▶ Written task
Pull out each line of the records that contains the string "road" and copy those lines unchanged.

▶ Given records
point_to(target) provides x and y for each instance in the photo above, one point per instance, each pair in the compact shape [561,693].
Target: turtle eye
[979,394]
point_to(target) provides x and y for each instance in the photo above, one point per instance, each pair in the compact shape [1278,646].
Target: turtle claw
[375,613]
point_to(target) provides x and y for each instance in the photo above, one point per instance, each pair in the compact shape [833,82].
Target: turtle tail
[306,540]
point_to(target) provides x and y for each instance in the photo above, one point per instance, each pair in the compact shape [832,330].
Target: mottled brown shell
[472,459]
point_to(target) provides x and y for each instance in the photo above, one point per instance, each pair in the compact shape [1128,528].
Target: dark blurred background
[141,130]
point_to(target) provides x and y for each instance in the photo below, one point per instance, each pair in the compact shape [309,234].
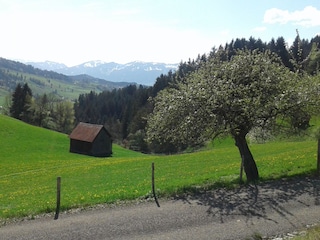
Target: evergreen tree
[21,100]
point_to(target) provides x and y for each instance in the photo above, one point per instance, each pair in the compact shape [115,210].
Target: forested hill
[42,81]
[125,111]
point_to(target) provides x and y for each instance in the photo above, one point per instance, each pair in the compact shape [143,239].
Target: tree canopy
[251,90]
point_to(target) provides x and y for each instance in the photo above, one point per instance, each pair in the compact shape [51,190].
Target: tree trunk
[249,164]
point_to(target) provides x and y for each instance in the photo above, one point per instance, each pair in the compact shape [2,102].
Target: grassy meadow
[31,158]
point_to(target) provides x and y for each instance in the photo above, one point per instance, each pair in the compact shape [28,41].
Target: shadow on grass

...

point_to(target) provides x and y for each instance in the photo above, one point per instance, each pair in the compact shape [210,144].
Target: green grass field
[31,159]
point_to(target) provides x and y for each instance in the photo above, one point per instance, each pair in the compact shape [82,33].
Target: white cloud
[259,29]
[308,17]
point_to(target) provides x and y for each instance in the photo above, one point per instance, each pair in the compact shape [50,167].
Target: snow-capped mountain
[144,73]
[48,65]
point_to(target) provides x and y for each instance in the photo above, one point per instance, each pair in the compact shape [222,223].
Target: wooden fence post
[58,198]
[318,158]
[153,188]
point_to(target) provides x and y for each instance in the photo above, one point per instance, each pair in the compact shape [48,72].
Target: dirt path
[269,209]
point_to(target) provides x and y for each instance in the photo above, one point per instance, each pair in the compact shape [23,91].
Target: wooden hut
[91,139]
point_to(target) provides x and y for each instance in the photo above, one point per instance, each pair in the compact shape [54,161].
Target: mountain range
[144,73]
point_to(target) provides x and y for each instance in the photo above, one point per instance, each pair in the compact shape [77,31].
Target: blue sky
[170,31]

--

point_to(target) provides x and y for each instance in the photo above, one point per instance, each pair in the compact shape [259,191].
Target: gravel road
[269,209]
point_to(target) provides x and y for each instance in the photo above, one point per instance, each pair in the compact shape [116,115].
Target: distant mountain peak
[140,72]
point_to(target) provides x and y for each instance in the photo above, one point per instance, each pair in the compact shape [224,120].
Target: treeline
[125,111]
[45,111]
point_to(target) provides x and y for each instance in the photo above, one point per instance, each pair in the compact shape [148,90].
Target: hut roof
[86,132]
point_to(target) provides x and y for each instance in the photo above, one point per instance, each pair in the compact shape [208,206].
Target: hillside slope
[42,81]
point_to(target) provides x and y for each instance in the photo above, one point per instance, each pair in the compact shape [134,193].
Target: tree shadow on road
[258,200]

▶ Result for this task
Target: gravel road
Target: tree shadow on road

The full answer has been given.